§ Work required:
In the data between the line holding "Give the segmentation of every instance of the **blue dyed" and the line holding "M 93 36 L 73", inclusive, change "muddy ground" to "wet soil" and give those lines again with nothing else altered.

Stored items

* start *

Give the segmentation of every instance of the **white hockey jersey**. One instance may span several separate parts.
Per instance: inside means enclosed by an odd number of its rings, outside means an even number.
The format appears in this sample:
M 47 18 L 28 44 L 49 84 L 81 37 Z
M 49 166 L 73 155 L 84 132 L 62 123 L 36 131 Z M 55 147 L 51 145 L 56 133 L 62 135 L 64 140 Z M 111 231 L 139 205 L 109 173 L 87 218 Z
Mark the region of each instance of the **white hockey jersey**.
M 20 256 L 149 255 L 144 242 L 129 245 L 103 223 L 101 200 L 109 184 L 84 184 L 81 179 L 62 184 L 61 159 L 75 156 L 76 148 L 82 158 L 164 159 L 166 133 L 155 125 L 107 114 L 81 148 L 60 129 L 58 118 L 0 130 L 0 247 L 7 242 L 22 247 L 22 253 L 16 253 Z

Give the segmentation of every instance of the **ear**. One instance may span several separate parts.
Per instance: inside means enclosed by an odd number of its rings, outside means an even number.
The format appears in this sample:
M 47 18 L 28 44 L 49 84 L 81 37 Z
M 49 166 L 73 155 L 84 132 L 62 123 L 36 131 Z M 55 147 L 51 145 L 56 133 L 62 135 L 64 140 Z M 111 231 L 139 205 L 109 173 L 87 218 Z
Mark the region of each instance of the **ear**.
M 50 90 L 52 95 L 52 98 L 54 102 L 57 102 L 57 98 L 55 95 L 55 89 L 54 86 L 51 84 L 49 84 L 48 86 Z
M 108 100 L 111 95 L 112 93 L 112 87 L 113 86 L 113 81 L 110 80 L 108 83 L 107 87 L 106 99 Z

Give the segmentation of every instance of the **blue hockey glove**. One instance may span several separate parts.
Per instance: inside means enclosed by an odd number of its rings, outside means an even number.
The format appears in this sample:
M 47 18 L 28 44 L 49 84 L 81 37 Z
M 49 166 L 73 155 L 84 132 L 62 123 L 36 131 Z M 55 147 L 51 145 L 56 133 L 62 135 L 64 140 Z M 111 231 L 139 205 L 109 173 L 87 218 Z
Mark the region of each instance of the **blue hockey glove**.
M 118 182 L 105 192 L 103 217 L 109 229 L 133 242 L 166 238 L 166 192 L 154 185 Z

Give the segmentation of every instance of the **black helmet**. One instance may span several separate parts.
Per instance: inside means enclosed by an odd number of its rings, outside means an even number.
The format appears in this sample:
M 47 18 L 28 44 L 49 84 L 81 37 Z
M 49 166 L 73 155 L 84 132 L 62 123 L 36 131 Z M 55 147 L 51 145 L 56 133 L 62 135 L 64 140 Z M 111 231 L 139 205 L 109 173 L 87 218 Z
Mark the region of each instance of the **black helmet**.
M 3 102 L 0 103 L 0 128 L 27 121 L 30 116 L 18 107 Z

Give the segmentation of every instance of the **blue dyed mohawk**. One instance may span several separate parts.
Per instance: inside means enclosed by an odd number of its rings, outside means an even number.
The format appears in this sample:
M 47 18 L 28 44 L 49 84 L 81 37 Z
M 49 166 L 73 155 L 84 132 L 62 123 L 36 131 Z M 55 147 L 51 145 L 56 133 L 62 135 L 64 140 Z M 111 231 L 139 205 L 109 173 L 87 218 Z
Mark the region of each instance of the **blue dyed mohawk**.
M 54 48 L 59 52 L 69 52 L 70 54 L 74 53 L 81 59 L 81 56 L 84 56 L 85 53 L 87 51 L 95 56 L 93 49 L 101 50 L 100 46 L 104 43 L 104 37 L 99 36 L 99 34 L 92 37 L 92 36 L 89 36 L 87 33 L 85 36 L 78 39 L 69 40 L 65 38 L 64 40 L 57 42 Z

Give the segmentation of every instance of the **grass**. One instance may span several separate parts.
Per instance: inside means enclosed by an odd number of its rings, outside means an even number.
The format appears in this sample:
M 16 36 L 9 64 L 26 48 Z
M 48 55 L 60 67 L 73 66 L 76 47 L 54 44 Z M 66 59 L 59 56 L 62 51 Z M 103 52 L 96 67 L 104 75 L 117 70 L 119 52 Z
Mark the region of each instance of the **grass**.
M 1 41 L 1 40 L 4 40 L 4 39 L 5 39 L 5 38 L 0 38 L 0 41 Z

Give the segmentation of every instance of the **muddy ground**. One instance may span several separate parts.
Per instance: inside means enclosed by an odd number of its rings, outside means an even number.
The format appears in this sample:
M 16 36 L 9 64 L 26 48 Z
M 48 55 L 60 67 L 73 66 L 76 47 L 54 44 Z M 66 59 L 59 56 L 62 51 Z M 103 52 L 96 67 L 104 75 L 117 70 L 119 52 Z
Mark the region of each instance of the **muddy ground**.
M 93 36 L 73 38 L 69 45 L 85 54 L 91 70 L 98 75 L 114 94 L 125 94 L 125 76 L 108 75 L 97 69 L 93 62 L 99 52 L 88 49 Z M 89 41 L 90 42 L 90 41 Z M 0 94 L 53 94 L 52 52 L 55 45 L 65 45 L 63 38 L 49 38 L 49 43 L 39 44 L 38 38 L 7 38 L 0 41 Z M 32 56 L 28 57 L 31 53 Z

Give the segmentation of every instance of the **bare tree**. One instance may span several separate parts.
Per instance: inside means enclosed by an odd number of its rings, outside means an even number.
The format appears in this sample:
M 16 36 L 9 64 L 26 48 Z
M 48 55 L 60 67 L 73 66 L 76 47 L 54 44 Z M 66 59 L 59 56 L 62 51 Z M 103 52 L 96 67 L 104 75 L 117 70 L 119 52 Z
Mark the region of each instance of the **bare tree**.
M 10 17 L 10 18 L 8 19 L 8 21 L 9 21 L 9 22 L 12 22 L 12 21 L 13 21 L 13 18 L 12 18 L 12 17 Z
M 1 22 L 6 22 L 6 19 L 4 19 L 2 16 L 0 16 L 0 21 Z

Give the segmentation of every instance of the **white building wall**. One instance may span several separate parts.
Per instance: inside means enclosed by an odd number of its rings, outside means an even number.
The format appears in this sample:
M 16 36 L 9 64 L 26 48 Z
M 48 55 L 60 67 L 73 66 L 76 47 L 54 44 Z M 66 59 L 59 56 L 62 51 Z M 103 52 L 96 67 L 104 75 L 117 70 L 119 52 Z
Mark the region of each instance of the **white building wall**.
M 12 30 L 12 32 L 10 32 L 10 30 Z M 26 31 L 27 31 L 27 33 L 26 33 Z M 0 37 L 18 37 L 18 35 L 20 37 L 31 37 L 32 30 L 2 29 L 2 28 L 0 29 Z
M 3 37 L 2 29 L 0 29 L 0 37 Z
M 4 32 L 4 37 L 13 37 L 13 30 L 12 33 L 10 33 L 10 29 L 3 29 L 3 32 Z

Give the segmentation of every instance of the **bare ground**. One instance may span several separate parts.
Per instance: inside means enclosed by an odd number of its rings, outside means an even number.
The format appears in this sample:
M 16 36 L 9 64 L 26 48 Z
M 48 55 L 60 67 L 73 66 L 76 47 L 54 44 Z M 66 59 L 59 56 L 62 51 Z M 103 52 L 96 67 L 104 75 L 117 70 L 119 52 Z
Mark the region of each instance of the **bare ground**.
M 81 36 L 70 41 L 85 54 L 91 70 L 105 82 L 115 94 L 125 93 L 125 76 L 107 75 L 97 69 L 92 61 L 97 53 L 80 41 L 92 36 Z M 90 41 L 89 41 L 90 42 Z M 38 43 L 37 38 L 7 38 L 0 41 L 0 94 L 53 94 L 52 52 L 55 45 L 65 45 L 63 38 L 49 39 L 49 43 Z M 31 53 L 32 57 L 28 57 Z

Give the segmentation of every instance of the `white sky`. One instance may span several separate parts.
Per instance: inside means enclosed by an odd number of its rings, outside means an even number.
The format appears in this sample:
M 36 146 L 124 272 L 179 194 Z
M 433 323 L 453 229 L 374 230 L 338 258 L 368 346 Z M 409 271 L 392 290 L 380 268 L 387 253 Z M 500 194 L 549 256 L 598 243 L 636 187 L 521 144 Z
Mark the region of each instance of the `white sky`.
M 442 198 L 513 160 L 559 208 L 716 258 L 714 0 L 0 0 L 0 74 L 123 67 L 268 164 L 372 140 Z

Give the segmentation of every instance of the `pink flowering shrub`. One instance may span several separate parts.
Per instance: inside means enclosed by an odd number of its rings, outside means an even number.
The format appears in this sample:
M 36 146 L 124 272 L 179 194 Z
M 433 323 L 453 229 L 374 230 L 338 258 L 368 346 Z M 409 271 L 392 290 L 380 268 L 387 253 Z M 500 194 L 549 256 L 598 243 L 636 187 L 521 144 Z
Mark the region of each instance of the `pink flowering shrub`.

* end *

§ Worked answer:
Give the segmentation of every instance of the **blue dyed mohawk**. One instance may span several separate parts.
Per instance: inside means enclosed by an odd number of its rings, outside means an even number.
The format appears in this sample:
M 47 18 L 28 44 L 49 84 L 81 37 Z
M 49 166 L 73 155 L 84 132 L 62 123 L 36 131 Z M 55 147 L 51 145 L 56 133 L 62 135 L 64 140 Z M 111 231 L 139 205 L 109 173 L 87 218 Z
Mark the region of each instance of the **blue dyed mohawk**.
M 54 48 L 59 52 L 69 52 L 70 54 L 74 53 L 81 59 L 81 56 L 84 56 L 85 53 L 87 51 L 95 56 L 93 49 L 101 50 L 100 46 L 104 43 L 104 37 L 99 36 L 99 34 L 92 37 L 92 36 L 89 36 L 87 33 L 85 36 L 78 39 L 69 40 L 65 38 L 64 40 L 57 42 Z

Give the segmentation of every instance of the **grass**. One instance may span several separate parts.
Per instance: inside means enclosed by an odd number of its rings, outside means an even number.
The format appears in this sample:
M 16 36 L 9 64 L 26 48 Z
M 48 55 L 60 67 L 73 66 L 76 47 L 54 44 Z M 66 59 L 59 56 L 62 51 Z M 103 52 L 96 67 L 104 75 L 117 70 L 119 52 Z
Mark the region of each instance of the **grass**.
M 1 41 L 1 40 L 4 40 L 4 39 L 5 39 L 5 38 L 0 38 L 0 41 Z

Give the segmentation of every instance of the **wet soil**. One instance may span several separate parts.
Per instance: inside means enclosed by an odd number of its rings, outside means an even number.
The format appears in this sample:
M 16 36 L 9 64 L 26 48 Z
M 48 55 L 60 67 L 73 66 L 76 47 L 54 44 Z M 66 59 L 59 56 L 62 51 Z M 103 52 L 96 67 L 104 75 L 117 70 L 119 52 Z
Mark the region of each instance of the **wet soil**.
M 93 36 L 73 38 L 69 45 L 85 54 L 91 70 L 98 75 L 114 94 L 125 94 L 125 76 L 108 75 L 97 69 L 93 62 L 99 52 L 88 49 Z M 89 41 L 90 42 L 90 41 Z M 0 94 L 53 94 L 52 52 L 55 45 L 65 45 L 63 38 L 49 38 L 49 43 L 39 44 L 38 38 L 7 38 L 0 41 Z M 32 56 L 28 57 L 31 53 Z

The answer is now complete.